RECORDS PROVIDED Start Marker

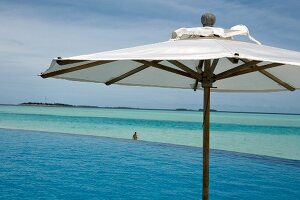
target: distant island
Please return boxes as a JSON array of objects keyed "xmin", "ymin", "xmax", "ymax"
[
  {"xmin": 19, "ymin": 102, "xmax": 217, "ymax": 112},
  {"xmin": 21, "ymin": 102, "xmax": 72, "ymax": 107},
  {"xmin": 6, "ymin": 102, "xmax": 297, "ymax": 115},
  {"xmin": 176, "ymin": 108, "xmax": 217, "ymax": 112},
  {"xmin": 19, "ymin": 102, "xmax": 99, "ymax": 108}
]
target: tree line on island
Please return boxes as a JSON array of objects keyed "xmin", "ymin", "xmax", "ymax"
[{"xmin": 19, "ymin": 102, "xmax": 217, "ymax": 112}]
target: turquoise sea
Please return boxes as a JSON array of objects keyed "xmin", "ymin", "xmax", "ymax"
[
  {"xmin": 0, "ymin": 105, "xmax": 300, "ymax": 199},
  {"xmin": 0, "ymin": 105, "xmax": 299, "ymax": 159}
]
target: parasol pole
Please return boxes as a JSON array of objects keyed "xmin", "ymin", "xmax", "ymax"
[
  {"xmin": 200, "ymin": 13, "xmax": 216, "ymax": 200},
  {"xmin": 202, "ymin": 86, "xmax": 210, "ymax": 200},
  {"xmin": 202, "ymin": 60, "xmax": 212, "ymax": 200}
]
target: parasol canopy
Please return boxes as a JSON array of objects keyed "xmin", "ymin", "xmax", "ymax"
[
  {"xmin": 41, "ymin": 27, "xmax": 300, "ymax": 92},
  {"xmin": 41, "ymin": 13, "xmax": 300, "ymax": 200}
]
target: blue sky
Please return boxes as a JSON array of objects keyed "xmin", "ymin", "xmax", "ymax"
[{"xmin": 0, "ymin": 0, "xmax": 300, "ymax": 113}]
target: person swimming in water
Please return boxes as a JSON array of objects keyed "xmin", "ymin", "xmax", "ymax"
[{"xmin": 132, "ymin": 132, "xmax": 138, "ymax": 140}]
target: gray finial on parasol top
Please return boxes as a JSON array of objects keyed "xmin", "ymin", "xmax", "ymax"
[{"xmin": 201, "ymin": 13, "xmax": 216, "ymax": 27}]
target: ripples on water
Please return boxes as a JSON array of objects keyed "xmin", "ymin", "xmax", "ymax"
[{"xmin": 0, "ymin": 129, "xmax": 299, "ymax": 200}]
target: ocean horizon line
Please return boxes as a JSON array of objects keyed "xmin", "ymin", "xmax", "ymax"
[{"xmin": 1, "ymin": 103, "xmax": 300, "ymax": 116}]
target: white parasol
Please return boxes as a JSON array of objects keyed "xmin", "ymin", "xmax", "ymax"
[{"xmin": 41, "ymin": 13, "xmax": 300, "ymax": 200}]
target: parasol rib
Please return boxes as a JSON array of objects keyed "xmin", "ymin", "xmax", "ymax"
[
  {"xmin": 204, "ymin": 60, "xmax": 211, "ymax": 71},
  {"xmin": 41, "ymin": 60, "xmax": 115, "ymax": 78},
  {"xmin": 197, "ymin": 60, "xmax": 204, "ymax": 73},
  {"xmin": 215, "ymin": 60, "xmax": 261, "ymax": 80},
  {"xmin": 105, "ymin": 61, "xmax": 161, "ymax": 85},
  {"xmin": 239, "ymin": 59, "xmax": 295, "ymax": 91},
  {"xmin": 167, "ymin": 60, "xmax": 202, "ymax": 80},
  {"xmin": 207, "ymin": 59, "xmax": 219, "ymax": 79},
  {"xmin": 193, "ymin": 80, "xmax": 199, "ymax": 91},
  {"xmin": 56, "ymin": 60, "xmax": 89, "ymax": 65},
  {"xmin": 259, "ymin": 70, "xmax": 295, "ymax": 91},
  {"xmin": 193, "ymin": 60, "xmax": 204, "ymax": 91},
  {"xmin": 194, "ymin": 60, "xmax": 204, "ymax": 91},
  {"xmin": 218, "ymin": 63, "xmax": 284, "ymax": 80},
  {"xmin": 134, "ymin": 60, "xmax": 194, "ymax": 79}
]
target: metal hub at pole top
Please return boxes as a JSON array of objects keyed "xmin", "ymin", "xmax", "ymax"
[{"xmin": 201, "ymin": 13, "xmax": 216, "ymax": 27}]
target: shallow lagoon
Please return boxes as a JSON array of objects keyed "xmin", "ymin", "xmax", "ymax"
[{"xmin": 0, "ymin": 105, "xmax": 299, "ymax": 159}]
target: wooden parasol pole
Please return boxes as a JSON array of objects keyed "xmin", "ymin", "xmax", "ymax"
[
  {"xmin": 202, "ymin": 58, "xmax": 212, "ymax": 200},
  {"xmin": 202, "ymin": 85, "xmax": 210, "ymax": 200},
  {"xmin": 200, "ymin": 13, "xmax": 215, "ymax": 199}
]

RECORDS PROVIDED End Marker
RECORDS PROVIDED Start Marker

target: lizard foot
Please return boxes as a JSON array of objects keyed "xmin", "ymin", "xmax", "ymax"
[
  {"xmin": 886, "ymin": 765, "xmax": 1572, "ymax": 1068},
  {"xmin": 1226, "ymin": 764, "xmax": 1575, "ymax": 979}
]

RECORDS PROVIDED End Marker
RECORDS PROVIDED Start Marker

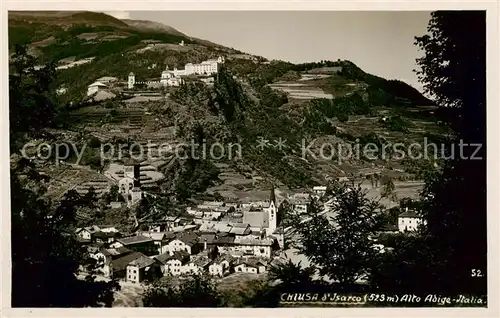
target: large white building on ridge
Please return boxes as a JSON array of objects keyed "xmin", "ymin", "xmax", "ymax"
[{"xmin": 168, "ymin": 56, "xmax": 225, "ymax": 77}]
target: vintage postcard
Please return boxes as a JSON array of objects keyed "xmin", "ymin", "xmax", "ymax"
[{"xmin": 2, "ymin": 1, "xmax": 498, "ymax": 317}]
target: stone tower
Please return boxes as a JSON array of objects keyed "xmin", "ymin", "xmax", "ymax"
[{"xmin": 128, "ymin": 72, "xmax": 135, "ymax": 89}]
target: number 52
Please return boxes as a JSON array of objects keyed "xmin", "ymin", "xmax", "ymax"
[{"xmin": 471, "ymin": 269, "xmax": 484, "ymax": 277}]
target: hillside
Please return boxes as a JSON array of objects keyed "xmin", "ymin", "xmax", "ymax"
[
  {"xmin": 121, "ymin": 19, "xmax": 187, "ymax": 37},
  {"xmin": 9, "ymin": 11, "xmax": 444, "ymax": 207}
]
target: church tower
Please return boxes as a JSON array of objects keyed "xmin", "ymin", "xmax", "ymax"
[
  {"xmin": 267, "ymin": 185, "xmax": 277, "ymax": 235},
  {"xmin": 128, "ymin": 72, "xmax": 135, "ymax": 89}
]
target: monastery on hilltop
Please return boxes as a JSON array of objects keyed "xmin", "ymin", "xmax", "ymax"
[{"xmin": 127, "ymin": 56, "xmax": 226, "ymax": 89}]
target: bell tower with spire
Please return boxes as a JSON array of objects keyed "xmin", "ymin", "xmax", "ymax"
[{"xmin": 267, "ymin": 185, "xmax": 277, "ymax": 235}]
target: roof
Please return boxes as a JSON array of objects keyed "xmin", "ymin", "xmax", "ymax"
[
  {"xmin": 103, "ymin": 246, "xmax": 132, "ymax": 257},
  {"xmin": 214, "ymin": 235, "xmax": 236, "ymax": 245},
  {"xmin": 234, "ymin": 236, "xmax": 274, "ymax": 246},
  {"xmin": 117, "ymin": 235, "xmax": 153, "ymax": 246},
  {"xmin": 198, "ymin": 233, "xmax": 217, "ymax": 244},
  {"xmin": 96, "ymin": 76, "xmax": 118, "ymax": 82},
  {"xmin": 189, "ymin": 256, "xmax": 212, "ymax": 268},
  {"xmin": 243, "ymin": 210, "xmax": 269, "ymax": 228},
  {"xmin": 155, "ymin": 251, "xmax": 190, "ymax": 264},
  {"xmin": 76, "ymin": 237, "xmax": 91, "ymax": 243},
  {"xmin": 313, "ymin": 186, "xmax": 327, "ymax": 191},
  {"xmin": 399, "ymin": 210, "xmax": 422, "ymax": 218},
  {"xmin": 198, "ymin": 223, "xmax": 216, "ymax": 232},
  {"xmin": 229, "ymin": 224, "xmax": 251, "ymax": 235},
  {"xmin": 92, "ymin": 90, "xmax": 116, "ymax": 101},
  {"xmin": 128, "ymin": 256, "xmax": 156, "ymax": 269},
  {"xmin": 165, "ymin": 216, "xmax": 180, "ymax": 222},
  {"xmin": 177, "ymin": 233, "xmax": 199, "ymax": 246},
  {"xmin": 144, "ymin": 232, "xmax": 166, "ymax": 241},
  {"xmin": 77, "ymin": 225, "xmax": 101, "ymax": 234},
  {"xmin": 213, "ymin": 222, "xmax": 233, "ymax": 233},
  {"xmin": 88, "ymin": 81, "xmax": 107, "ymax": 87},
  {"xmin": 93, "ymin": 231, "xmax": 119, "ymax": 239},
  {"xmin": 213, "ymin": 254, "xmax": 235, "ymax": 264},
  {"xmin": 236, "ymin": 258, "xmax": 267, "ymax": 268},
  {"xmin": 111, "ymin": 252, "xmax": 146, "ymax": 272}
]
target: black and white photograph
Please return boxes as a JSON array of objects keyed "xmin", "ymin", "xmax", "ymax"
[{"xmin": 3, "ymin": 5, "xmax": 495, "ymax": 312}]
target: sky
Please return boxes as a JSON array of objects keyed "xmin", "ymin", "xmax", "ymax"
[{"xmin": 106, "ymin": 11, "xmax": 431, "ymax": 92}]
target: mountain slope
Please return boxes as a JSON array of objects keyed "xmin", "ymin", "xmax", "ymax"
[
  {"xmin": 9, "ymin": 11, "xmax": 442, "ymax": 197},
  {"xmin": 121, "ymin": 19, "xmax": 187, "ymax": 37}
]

RECORDS PROVIDED End Marker

Print, without alteration, only the lines above between the one holding "target: monastery on hilltop" and the one holding "target: roof", inclusive.

target: monastery on hilltop
Please return boxes as a JSON array of objects keyed "xmin", "ymin", "xmax", "ymax"
[{"xmin": 127, "ymin": 56, "xmax": 226, "ymax": 89}]
target: bell tower with spire
Please return boxes as a JSON array of objects keyed "xmin", "ymin", "xmax", "ymax"
[{"xmin": 267, "ymin": 185, "xmax": 277, "ymax": 235}]
target: roof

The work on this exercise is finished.